Available data:
^^^^
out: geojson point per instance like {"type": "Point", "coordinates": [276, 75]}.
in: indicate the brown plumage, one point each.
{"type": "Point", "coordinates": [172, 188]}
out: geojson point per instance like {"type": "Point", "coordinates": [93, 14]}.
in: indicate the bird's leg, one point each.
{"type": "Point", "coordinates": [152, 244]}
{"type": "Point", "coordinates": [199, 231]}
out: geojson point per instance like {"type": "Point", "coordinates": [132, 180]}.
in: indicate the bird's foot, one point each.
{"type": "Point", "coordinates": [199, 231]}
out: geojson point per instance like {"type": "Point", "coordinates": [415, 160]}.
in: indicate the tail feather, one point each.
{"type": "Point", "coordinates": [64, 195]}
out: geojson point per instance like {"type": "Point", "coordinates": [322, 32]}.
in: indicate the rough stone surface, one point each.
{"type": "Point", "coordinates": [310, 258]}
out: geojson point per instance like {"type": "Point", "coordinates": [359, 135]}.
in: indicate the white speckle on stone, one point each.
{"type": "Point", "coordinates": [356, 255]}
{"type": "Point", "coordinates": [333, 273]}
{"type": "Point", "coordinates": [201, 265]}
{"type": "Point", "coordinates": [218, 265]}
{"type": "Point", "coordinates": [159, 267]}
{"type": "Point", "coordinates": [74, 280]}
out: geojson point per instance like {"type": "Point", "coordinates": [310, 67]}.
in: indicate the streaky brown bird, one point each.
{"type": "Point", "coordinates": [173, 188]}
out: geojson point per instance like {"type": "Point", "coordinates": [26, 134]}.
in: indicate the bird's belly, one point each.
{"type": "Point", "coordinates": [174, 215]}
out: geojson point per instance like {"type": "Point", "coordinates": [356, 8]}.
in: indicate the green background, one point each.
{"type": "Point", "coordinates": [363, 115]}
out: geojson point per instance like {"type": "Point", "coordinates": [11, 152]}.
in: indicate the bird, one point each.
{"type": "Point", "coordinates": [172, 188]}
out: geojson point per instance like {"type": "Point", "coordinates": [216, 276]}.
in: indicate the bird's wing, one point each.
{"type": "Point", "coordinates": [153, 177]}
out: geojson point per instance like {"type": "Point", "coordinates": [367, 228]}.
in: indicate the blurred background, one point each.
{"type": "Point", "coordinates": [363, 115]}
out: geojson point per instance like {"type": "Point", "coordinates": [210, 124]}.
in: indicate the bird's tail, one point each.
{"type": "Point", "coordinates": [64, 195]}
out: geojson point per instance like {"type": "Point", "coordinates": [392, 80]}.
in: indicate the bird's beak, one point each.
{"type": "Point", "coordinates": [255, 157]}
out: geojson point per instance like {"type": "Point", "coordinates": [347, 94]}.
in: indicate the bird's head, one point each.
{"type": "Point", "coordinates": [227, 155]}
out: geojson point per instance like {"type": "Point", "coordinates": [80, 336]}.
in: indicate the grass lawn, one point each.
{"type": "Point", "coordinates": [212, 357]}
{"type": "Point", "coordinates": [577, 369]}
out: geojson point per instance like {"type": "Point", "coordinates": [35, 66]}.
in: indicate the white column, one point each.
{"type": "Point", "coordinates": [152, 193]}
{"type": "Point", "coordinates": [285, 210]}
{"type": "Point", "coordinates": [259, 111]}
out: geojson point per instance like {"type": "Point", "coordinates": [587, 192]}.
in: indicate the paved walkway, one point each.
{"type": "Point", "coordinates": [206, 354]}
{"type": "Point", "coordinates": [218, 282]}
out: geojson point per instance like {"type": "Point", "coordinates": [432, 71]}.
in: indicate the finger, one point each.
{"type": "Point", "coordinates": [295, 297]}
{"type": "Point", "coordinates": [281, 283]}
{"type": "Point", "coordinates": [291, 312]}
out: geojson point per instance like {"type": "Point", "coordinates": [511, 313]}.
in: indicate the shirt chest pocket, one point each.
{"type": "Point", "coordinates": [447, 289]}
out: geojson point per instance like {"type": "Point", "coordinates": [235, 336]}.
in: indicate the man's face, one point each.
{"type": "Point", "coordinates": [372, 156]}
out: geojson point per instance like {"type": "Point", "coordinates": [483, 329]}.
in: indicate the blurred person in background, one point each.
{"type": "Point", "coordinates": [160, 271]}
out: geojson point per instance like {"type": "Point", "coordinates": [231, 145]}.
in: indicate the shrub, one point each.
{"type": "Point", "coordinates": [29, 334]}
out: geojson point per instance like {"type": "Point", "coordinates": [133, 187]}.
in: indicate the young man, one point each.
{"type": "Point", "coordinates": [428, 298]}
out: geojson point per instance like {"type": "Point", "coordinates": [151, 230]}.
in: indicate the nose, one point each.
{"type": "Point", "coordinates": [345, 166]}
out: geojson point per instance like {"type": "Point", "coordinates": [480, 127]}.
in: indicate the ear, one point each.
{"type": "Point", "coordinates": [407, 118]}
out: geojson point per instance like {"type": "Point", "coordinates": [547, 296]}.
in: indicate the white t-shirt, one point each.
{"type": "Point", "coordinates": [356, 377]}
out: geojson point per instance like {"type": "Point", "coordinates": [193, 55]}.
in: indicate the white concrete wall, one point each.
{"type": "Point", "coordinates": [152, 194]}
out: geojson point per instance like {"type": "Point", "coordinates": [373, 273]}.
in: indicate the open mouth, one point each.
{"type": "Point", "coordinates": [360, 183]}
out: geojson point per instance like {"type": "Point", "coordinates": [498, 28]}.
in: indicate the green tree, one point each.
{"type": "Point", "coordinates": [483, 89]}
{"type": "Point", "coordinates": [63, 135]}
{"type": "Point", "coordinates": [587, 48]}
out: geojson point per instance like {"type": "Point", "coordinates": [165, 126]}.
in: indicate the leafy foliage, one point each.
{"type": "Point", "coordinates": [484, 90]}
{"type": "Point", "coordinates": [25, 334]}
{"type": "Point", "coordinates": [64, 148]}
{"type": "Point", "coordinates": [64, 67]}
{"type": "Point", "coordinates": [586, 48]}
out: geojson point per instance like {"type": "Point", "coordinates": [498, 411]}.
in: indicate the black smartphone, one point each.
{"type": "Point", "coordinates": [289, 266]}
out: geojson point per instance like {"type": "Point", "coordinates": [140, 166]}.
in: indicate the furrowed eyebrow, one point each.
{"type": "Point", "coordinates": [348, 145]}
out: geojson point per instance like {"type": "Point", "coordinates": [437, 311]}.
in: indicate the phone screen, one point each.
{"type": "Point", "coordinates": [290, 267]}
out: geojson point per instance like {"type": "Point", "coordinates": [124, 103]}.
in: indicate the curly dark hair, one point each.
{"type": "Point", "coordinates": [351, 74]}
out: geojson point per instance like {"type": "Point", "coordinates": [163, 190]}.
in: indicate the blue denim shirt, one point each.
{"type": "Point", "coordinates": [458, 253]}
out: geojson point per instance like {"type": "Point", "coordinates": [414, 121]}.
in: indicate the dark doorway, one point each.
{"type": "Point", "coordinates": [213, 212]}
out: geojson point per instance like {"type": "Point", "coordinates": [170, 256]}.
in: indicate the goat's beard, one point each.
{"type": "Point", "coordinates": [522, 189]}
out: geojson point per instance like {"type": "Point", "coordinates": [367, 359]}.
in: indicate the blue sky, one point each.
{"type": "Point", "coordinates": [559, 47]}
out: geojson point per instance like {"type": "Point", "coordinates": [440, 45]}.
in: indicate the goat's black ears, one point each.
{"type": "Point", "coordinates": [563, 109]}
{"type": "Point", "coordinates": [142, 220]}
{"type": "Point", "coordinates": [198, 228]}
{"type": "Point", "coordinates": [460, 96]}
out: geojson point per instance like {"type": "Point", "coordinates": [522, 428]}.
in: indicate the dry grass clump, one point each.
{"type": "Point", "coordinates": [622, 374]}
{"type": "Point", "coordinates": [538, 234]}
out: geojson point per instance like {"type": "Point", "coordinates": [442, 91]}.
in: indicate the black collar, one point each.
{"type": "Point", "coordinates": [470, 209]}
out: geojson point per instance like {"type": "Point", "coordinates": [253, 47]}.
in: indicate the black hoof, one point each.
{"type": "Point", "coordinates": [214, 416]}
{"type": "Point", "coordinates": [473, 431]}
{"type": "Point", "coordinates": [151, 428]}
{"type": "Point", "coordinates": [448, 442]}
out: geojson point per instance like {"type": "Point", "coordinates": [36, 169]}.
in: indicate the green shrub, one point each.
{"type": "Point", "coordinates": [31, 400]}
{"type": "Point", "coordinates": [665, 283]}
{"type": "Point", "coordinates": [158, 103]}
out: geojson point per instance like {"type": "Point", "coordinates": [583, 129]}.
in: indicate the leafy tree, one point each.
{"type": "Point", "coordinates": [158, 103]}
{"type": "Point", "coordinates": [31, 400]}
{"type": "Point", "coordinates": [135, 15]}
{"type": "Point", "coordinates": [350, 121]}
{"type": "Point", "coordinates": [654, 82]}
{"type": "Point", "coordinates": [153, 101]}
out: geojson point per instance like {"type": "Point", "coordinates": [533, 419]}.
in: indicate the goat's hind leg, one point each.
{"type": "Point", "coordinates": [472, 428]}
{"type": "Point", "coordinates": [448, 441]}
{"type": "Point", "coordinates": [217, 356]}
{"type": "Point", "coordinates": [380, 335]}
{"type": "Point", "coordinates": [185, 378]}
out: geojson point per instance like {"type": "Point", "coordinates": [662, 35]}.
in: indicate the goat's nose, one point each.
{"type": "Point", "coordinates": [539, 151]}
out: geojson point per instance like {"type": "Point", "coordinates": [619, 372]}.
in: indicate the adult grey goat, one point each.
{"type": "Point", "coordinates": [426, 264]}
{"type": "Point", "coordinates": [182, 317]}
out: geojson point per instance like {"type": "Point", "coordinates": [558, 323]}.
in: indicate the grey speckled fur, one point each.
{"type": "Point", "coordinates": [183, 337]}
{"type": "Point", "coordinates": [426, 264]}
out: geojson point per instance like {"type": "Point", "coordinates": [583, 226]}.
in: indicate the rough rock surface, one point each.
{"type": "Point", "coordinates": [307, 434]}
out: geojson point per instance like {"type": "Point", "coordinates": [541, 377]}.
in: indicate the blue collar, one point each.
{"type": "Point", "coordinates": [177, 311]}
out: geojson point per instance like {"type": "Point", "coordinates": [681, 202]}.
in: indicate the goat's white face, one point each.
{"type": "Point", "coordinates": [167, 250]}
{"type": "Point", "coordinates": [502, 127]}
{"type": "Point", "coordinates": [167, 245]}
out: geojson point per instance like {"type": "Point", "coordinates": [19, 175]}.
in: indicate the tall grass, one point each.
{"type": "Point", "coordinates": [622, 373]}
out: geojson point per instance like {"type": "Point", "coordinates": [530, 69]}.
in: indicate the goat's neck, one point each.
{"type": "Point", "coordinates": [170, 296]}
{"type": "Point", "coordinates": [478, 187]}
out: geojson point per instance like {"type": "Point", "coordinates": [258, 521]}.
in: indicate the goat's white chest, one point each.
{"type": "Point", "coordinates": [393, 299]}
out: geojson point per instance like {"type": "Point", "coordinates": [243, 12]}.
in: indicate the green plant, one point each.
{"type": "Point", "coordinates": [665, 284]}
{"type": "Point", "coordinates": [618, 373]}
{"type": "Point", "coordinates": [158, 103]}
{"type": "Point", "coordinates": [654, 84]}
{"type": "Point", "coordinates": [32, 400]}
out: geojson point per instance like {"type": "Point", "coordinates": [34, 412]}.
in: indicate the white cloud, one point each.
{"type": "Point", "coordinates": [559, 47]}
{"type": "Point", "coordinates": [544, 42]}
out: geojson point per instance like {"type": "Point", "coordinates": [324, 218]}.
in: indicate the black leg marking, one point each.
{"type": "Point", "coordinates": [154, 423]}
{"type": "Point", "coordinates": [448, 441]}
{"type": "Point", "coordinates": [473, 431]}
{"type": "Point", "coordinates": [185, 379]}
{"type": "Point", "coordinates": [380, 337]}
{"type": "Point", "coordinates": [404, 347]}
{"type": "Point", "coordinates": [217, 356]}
^^^^
Instructions to follow: Pull out every line of the entries that contains the string "grass". Case counts.

Answer below:
in: indicate the grass lawn, one point each.
in: indicate the dry grass clump, one point each.
in: indicate the tall grass, one point each.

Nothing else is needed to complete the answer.